◆ VORLIEGENDER TEXT:
***

Feindbild Islam

 

Mit blindem Aktionismus soll offensichtlich weitere Terrorhysterie genährt werden. Vor diesem Hintergrund werden weitere Eingriffe in die Grundrechte geplant

 

Ein zufällig aufgeschnappter Gesprächsfetzen mit dem Namen Allah reichte aus, um Ende August die Hansestadt Hamburg in den Ausnahmezustand zu versetzen. 1000 Polizisten kontrollierten den ganzen Tag ausländisch aussehende Personen, bis am Abend drei Tschetschenen festgenommen wurden, denen keinerlei gesetzeswidrige Absichten nachzuweisen waren. Der Fall ist symptomatisch für eine seit den Anschlägen vom 11. September 2001 stetig wachsende Terrorhysterie. Schon die Herkunft aus einem islamischen Land rechtfertigt einen Generalverdacht.

 

Das Feindbild Islam dient Innenpolitikern wie Bundesinnenminister Otto Schily (SPD) und Bayerns Innenminister Günther Beckstein (CSU) nicht nur zur Stimmungsmache im Wahlkampf sondern auch zu einem weiteren Abbau demokratischer Grundrechte.

***

◆ DATEN:
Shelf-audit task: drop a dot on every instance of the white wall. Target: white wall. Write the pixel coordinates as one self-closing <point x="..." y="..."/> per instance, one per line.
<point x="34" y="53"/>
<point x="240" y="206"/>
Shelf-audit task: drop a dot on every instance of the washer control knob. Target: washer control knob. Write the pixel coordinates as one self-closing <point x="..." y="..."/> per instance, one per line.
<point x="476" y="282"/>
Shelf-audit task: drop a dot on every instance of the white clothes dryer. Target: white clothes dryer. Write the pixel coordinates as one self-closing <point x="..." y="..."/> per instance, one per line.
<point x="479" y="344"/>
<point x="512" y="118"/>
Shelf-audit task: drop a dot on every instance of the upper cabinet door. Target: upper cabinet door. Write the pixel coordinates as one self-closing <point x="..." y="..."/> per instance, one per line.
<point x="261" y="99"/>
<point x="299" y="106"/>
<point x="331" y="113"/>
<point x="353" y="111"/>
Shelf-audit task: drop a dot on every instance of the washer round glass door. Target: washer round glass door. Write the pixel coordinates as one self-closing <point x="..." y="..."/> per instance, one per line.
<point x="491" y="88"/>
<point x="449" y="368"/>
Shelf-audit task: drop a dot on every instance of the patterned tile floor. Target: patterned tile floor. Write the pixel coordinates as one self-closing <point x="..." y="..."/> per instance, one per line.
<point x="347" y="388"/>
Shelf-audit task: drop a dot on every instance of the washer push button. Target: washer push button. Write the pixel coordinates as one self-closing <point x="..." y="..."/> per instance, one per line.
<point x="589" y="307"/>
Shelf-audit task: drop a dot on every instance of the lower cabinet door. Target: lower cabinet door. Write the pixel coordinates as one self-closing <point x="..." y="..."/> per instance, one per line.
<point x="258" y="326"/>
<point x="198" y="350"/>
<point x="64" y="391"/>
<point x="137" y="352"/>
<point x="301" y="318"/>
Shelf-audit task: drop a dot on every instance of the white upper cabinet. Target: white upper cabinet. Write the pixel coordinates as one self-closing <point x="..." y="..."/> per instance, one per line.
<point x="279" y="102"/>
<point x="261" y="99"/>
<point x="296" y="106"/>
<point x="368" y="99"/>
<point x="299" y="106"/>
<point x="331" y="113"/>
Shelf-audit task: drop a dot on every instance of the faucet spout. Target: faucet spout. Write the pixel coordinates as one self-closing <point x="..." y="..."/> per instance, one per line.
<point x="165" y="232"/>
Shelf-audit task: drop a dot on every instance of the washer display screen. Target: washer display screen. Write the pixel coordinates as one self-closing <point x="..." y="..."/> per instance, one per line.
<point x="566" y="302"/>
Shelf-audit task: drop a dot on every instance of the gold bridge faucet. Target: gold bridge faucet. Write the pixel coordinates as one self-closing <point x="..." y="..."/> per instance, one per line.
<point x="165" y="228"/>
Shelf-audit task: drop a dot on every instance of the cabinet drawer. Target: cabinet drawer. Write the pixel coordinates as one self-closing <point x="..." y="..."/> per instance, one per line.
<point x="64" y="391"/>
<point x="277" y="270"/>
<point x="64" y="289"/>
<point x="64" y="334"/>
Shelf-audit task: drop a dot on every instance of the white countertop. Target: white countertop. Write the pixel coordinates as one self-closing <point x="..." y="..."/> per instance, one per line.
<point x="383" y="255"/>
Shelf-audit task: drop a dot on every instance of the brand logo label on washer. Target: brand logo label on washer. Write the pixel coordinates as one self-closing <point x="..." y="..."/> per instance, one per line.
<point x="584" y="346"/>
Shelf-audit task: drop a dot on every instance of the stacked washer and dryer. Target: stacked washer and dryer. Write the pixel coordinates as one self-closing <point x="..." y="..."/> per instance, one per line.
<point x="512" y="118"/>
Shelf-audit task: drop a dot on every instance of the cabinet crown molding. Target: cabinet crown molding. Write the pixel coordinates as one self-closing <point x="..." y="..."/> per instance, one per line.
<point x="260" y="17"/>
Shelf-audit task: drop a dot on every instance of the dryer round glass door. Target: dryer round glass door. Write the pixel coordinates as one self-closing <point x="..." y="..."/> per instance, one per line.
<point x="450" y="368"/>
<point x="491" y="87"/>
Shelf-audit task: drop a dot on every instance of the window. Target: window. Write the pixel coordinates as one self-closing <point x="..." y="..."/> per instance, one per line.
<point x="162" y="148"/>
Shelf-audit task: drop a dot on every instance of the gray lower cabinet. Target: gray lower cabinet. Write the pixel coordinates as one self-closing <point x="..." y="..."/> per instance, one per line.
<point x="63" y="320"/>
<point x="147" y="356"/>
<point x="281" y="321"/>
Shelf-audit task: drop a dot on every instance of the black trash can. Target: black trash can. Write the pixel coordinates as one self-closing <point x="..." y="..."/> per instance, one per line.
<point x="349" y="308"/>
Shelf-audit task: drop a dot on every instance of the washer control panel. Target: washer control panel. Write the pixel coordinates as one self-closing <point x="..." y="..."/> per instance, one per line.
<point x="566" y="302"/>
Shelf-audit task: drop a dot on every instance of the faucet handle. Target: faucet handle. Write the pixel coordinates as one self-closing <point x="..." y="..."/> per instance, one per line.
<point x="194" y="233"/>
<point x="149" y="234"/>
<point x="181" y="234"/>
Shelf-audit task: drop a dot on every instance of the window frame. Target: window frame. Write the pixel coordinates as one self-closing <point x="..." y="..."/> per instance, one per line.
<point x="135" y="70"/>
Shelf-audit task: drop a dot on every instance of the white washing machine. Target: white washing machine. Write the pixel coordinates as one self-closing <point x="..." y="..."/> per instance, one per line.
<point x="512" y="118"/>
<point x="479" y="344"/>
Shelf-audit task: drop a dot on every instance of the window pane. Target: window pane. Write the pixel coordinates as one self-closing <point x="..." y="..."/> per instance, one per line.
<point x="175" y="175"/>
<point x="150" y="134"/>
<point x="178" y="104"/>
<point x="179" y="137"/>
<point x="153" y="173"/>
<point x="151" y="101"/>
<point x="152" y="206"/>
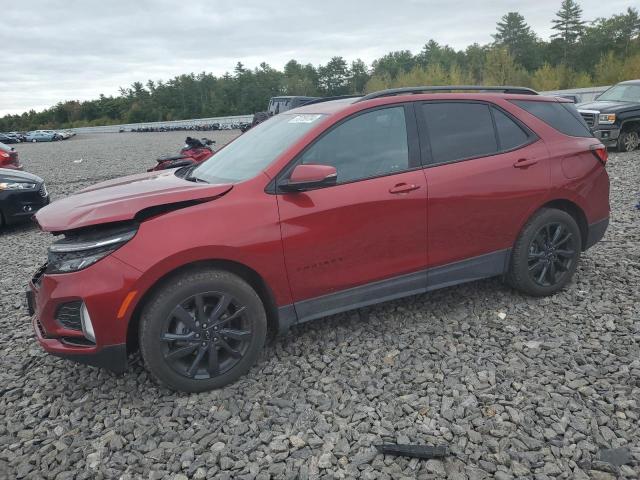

***

◆ FOLGENDES BEARBEITEN:
A: Beantworten Sie anhand des vorliegenden Textes diese Fragen:
(i) Wie viele Polizisten kontrollierten in Hamburg ausländisch aussehende Personen?
(ii) Wer wurde am Abend festgenommen?
(iii) Welcher Partei gehört Günther Beckstein an?
B: Erklären Sie bitte in ein bis drei Sätzen, wozu das Feindbild Islam laut dem vorliegenden Text Innenpolitikern wie Otto Schily und Günther Beckstein dient.

◆ LÖSUNGEN:
A:
(i) 1000 Polizisten
(ii) Drei Tschetschenen
(iii) Der CSU

B: Es dient ihnen nicht nur zur Stimmungsmache im Wahlkampf. Es dient auch einem weiteren Abbau demokratischer Grundrechte.